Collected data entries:
################

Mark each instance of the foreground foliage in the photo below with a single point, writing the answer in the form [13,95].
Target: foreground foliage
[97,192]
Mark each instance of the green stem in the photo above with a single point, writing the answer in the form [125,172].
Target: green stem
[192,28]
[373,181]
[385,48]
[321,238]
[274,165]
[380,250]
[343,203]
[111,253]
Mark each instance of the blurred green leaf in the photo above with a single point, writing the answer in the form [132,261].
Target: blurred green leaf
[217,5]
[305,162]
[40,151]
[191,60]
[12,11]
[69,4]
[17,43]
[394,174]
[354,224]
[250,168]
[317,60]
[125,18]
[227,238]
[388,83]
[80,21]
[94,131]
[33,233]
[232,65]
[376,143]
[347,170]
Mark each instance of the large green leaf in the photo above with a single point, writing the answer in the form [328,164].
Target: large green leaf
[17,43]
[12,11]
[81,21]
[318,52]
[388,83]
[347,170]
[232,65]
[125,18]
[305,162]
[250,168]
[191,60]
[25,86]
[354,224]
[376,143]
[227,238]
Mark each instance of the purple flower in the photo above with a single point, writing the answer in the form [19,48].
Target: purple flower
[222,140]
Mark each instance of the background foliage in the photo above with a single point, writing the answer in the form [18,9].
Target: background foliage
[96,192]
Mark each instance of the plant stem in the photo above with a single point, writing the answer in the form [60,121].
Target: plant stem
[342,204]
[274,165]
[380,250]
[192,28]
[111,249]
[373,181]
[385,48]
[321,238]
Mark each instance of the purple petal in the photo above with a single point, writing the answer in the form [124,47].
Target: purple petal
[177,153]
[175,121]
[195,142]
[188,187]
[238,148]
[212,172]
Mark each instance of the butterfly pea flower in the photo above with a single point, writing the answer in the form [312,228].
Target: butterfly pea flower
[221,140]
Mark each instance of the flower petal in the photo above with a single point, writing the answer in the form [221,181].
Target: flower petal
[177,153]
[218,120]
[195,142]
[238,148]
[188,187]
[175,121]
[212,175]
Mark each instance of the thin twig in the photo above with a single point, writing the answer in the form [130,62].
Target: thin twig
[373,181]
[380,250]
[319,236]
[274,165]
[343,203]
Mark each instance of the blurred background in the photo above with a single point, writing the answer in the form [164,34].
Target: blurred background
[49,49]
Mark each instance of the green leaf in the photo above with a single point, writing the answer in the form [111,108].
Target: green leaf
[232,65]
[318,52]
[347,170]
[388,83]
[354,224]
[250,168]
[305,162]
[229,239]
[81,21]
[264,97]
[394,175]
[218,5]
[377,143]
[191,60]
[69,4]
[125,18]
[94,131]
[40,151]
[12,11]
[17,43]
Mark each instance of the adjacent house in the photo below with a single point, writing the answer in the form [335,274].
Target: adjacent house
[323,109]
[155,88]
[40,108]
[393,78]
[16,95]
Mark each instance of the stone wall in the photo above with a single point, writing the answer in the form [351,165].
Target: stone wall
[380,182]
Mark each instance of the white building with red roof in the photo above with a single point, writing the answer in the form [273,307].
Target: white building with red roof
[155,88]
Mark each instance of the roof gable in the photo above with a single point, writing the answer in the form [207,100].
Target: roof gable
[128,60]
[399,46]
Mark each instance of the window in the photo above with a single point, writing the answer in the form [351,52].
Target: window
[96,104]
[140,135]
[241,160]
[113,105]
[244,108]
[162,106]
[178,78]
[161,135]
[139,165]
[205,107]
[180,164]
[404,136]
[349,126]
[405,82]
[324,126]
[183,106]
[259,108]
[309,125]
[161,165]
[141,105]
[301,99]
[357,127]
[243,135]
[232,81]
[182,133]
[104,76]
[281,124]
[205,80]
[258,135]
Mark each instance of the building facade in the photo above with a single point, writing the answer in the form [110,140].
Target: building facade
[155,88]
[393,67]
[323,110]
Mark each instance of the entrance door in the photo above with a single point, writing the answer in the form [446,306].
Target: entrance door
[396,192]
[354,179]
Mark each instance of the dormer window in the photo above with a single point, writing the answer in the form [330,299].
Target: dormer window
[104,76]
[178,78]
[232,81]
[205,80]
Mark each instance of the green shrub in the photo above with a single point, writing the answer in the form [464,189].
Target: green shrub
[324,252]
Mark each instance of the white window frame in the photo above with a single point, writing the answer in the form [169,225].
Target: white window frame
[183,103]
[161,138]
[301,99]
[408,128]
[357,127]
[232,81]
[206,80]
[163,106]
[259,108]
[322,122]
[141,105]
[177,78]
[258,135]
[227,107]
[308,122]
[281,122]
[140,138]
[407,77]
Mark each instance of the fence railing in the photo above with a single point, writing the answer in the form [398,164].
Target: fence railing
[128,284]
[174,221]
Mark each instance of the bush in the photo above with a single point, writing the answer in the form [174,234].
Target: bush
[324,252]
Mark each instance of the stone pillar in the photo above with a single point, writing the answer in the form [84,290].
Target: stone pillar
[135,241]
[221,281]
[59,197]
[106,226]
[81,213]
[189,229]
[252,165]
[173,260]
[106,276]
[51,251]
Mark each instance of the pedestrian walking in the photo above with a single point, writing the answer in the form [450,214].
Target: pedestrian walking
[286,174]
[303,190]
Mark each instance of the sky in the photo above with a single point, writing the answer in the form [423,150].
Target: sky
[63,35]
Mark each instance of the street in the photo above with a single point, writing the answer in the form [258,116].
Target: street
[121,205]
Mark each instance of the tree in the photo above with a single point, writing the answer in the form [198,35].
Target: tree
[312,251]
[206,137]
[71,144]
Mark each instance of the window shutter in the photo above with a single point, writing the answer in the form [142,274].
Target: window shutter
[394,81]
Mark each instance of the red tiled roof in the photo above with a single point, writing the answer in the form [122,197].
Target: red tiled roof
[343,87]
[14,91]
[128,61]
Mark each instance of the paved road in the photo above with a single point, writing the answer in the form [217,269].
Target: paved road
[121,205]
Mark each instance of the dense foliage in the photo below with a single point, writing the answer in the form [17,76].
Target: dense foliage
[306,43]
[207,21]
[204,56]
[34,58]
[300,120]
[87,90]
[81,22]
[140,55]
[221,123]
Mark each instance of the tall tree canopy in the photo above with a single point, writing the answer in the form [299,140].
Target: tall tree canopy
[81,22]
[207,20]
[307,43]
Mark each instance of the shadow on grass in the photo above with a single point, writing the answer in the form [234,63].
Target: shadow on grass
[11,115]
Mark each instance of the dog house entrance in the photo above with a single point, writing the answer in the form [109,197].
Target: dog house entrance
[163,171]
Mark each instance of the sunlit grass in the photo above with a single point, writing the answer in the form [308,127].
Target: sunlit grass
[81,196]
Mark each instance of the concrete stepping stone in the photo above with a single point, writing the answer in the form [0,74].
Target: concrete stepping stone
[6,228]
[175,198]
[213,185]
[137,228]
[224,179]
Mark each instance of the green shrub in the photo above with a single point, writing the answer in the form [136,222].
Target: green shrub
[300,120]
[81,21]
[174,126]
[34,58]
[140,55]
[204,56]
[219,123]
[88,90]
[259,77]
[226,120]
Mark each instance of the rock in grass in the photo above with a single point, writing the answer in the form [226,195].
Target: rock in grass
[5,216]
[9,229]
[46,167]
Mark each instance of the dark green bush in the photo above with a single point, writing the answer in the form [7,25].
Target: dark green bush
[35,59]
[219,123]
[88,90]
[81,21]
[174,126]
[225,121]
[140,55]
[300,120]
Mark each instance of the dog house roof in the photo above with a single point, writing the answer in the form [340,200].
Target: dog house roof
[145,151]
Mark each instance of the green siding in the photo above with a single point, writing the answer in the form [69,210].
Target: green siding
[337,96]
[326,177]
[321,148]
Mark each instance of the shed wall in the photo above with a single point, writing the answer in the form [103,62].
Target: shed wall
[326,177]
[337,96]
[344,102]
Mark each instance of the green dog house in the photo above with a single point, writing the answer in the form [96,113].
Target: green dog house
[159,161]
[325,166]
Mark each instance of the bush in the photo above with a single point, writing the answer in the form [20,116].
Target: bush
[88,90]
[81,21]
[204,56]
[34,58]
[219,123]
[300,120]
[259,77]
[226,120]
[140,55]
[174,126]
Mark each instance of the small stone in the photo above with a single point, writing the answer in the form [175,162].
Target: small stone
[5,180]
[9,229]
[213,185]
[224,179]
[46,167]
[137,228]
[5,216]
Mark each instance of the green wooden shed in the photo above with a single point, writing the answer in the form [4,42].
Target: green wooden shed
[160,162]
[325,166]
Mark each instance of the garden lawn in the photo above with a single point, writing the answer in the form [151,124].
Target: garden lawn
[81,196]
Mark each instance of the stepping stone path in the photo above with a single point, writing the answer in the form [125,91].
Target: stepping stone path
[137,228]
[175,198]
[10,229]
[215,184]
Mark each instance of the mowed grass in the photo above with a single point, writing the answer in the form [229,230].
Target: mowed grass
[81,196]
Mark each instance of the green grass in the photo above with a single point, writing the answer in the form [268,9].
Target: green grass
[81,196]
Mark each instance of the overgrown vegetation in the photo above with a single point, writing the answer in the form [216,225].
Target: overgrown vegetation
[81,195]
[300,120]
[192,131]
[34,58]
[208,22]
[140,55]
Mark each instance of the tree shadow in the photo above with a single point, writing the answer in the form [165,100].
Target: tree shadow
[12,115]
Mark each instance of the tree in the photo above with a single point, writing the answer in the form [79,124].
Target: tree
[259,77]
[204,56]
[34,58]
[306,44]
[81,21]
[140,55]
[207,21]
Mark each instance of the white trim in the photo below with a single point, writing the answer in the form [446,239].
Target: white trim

################

DESCRIPTION OF THE TASK: Filter the records above down to the lines containing "trim".

OUTPUT OF THE EXERCISE:
Mark each instance of the white trim in the photo below with a single point, writing the answer in the form [446,239].
Target: white trim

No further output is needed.